Source text:
We may lose money on some contracts if we do not accurately estimate the expenses, time and resources necessary to satisfy our contractual obligations.
 
We enter into two types of U.S. Government contracts for our services: time-and-materials and fixed-price. Each of these types of contracts, to varying degrees, involves some risk that we could underestimate our cost of fulfilling the contract, which may reduce the profit we earn or lead to a financial loss on the contract.
Under time and materials contracts, we are reimbursed for labor at negotiated hourly billing rates and for certain expenses. We assume financial risk on time and material contracts because we assume the risk of performing those contracts at negotiated hourly rates.
Under fixed-price contracts, we perform specific tasks for a fixed price. Compared to cost-plus contracts, fixed price contracts generally offer higher margin opportunities, but involve greater financial risk because we bear the impact of cost overruns and bear the risk of underestimating the level of effort required to perform the contractual obligations, which could result in increased costs and expenses.
Our profits could be adversely affected if our costs under any of these contracts exceed the assumptions we used in bidding for the contract.
 
If we fail to establish and maintain important relationships with government entities and agencies, our ability to successfully bid for new business may be adversely affected.
 
To develop new business opportunities, we rely on establishing and maintaining relationships with various government entities and agencies. We may be unable to successfully maintain our relationships with government entities and agencies, and any failure to do so could materially adversely affect our ability to compete successfully for new business.
 
Our business may suffer if our facilities or our employees are unable to obtain or retain the security clearances or other qualifications needed to perform services for our clients.
 
Many of our U.S. Government contracts require employees and facilities used in specific engagements to hold security clearances and to clear National Agency Checks and Defense Security Service checks. Some of our contracts require us to employ personnel with specified levels of education, work experience and security clearances. Depending on the level of clearance, security clearances can be difficult and time-consuming to obtain. If our employees or our facilities lose or are unable to obtain necessary security clearances or successfully clear necessary National Agency or Defense Security Service checks, we may not be able to win new business and our existing clients could terminate their contracts with us or decide not to renew them, and in each instance our operating results could be materially adversely affected.

Records shown:
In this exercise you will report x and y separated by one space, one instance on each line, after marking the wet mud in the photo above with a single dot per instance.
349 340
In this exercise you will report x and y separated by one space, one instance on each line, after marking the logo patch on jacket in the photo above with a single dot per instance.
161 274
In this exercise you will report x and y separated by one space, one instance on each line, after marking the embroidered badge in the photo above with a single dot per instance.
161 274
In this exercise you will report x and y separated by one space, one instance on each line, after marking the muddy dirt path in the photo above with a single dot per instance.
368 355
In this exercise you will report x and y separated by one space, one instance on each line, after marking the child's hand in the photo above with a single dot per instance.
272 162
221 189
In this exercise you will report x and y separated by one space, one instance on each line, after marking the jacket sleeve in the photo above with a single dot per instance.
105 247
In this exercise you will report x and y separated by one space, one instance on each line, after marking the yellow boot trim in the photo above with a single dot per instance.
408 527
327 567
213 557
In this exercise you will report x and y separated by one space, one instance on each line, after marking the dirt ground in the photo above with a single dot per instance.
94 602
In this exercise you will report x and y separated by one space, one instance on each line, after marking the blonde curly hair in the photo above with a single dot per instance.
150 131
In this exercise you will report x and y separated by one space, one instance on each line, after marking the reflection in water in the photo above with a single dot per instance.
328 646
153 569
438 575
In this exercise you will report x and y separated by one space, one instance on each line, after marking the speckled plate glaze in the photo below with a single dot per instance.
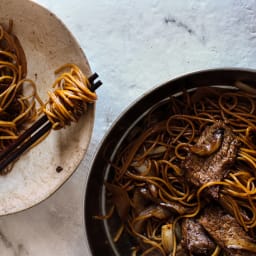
47 44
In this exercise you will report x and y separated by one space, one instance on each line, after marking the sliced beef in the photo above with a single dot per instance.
227 233
210 158
195 239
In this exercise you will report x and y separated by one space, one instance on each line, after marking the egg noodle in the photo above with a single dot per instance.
20 104
148 188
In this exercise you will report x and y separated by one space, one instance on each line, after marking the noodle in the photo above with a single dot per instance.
20 105
17 109
153 164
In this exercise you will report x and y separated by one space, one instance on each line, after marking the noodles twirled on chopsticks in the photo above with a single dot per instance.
150 169
70 97
17 108
20 104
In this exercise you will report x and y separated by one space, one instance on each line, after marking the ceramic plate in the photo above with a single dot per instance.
47 44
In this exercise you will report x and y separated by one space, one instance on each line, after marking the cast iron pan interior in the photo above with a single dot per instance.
98 231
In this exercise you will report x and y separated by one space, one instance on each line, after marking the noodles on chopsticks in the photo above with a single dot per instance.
17 108
149 169
70 97
20 104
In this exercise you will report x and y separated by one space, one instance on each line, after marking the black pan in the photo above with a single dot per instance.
99 232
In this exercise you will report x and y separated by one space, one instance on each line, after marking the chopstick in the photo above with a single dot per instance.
34 133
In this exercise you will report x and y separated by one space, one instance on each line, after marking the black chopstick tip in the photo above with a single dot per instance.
94 85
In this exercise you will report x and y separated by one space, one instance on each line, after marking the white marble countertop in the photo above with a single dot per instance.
133 46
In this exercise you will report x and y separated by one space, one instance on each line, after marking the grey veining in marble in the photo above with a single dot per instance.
133 46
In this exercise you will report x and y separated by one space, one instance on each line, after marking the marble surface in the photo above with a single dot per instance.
133 46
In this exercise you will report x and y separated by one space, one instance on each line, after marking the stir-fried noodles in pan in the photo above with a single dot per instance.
184 180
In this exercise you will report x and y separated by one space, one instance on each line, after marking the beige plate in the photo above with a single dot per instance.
48 45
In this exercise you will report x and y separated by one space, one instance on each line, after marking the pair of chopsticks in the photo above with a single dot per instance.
34 133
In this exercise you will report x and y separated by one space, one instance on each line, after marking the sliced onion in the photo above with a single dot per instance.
167 237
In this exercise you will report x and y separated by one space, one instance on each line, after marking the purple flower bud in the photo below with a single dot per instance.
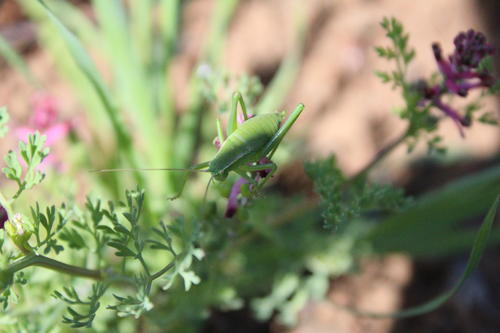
3 217
460 73
264 173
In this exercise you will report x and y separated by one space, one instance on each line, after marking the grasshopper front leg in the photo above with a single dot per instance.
233 122
273 144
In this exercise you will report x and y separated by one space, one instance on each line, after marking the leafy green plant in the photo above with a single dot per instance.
167 264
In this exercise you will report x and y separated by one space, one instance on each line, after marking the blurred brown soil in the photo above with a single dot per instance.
348 112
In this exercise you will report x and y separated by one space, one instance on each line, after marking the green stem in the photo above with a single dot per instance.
34 259
380 156
6 205
42 261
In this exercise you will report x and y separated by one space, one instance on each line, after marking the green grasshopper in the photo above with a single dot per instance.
245 145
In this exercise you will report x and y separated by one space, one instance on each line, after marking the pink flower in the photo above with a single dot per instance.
45 120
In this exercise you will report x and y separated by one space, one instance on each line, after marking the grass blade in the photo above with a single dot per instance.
16 61
475 256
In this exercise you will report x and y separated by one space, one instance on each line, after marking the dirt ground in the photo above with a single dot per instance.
348 113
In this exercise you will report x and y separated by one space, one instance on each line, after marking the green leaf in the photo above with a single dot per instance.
475 256
4 119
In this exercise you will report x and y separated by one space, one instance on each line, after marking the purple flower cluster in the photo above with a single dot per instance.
461 72
3 216
233 203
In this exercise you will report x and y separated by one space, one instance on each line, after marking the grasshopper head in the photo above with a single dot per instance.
221 176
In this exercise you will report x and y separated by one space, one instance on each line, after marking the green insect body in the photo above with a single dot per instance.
245 144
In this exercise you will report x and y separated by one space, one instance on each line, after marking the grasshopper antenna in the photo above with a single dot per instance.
146 169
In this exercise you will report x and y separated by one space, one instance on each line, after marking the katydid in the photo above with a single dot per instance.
245 145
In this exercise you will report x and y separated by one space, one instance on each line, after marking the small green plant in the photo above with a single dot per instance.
140 262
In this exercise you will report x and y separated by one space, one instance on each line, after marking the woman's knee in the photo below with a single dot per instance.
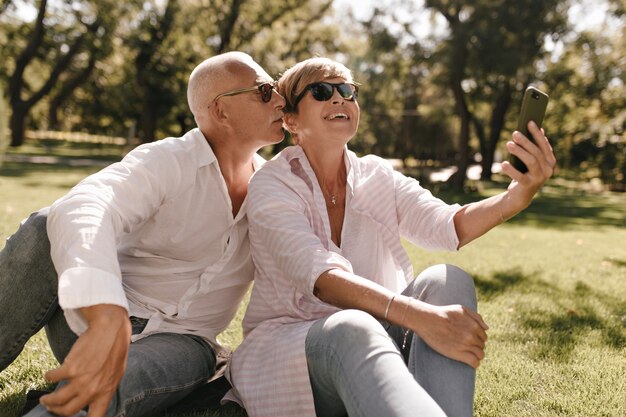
444 284
345 330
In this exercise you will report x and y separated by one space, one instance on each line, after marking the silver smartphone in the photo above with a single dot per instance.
534 107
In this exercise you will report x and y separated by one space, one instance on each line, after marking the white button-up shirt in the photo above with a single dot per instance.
154 234
291 246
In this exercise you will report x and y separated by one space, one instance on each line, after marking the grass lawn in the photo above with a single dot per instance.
551 284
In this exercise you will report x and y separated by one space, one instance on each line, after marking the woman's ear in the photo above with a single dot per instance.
290 122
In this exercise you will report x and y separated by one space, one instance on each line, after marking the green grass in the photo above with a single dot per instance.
551 284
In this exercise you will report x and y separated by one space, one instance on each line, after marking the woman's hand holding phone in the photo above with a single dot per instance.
533 150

Challenge A:
Answer these questions from the contract-risk text, one line each:
(i) Which two types of U.S. Government contracts does the company enter into?
(ii) To develop new business opportunities, what does the company rely on?
(iii) Besides holding security clearances, which checks must employees and facilities clear?
Challenge B: Write the next part of the contract-risk text, starting after its final sentence.

Exercise response A:
(i) Time-and-materials and fixed-price contracts.
(ii) Establishing and maintaining relationships with various government entities and agencies.
(iii) National Agency Checks and Defense Security Service checks.

Exercise response B:
 
 11
 
We must comply with a variety of laws, regulations and procedures and our failure to comply could harm our operating results.
 
We must observe laws and regulations relating to the formation, administration and performance of U.S. Government contracts which affect how we do business with our clients and impose added costs on our business. For example, the Federal Acquisition Regulation and the industrial security regulations of the Department of Defense and related laws include provisions that:
 
allow our U.S. Government clients to terminate or not renew our contracts if we come under foreign ownership, control or influence;
require us to disclose and certify cost and pricing data in connection with contract negotiations;
require us to prevent unauthorized access to classified information; and
require us to comply with laws and regulations intended to promote various social or economic goals.
 
We are subject to industrial security regulations of the U.S. Government agencies that are designed to safeguard against foreigners' access to classified information. If we were to come under foreign ownership, control or influence, we could lose our facility security clearance, which could result in our U.S. Government clients terminating or deciding not to renew our contracts, and could impair our ability to obtain new contracts.
 
In addition, our employees often must comply with procedures required by the specific agency for which work is being performed, such as time recordation or prohibition on removal of materials from a location.
 
Our failure to comply with applicable laws, regulations or procedures, including U.S. Government procurement regulations and regulations regarding the protection of classified information, could result in contract termination, loss of security clearances, suspension or prohibition from contracting with the U.S. Government, civil fines and damages and criminal prosecution and penalties, any of which could materially adversely affect our business.
 
The U.S. Government may revise its procurement or other practices in a manner adverse to us.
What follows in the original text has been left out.